● **Kutipan Dokumen**:
↓↓↓

Sabdapalon
adalah pandita dan penasehat Brawijaya V, penguasa terakhir yang beragama Hindu
dari kerajaan Majapahit di Jawa (memerintah tahun 1453 – 1478 ).
Tidak
diketahui apakah tokoh ini benar-benar ada, namun namanya disebut-sebut dalam
Serat Darmagandhul, suatu tembang macapat kesusastraan Jawa Baru
berbahasa Jawa Ngoko.
Dalam
Serat tersebut, disebutkan bahwa Sabdapalon tidak bisa menerima sewaktu
Brawijaya digulingkan pada tahun 1478 oleh tentara Demak dengan bantuan
dari Walisongo (walaupun pada umumnya dalam
sumber-sumber sejarah dinyatakan bahwa Brawijaya digulingkan oleh
Girindrawardhana).
Ia
lalu bersumpah akan kembali setelah 500 tahun, saat korupsi merajalela dan
bencana melanda, untuk menyapu Islam dari Jawa dan mengembalikan kejayaan agama
dan kebudayaan Hindu (dalam Darmagandhul, agama orang Jawa disebut agama Buda).
Serat Damarwulan dan Serat Blambangan juga mengisahkan tokoh ini.
Pada
tahun 1978, Gunung Semeru meletus dan membuat sebagian orang percaya atas
ramalan Sabdapalon tersebut. Tokoh Sabdapalon dihormati di kalangan revivalis
Hindu di Jawa serta di kalangan aliran tertentu penghayat kejawen. Patung untuk
menghormatinya dapat dijumpai di Candi Ceto, Jawa Tengah.
Sabdapalon
seringkali dikaitkan dengan satu tokoh lain, Nayagenggong, sesama penasehat
Brawijaya V. Sebenarnya tidak jelas apakah kedua tokoh ini orang yang sama atau
berbeda.

↑↑↑

● **Tujuan**: Dapatkah Anda mengulang tanpa perubahan sedikit pun seluruh bagian teks tentang Sabdapalon di atas, mulai dari "Serat Damarwulan dan" terus ke bawah sampai "Ceto, Jawa Tengah."?

● **Daftar Entri**:
↓↓↓

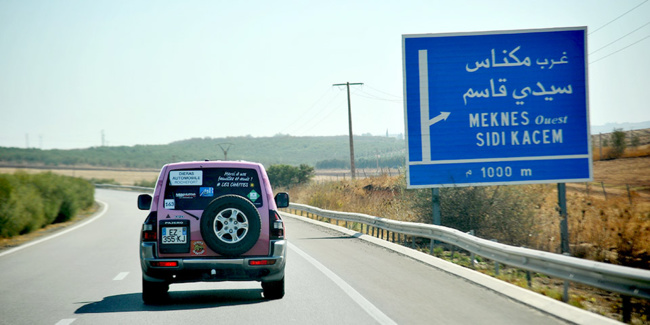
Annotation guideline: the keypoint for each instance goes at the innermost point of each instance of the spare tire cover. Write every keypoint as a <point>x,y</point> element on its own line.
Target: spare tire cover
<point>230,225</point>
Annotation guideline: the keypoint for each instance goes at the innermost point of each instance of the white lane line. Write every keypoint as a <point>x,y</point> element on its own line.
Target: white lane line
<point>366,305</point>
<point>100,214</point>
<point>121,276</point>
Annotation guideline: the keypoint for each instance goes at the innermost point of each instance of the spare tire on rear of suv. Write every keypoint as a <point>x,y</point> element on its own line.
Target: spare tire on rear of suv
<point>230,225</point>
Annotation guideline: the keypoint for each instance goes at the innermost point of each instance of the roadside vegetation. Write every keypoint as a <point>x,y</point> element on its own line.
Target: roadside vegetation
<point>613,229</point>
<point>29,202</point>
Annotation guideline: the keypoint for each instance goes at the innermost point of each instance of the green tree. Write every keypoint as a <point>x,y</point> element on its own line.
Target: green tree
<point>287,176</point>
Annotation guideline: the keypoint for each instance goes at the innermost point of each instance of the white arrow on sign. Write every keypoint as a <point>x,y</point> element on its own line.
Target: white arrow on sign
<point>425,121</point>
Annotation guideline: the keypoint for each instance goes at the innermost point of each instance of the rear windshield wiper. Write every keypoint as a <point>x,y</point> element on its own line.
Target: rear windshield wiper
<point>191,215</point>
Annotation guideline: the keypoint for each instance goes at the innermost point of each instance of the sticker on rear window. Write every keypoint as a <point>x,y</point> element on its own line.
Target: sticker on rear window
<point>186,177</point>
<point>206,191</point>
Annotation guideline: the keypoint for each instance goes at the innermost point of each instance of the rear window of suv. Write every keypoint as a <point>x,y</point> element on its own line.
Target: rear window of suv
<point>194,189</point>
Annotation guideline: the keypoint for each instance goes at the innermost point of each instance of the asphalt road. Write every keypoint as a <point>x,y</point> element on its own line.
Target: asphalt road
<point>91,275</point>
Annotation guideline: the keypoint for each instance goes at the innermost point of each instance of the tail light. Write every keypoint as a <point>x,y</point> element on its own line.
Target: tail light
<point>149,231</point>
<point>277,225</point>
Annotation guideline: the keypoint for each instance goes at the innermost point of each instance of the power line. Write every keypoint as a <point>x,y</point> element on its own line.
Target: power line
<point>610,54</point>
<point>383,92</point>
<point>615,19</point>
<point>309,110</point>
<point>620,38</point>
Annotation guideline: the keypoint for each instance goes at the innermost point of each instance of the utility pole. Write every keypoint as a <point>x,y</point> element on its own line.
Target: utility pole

↑↑↑

● **Hasil yang Diharapkan**:
Serat Damarwulan dan Serat Blambangan juga mengisahkan tokoh ini.
Pada
tahun 1978, Gunung Semeru meletus dan membuat sebagian orang percaya atas
ramalan Sabdapalon tersebut. Tokoh Sabdapalon dihormati di kalangan revivalis
Hindu di Jawa serta di kalangan aliran tertentu penghayat kejawen. Patung untuk
menghormatinya dapat dijumpai di Candi Ceto, Jawa Tengah.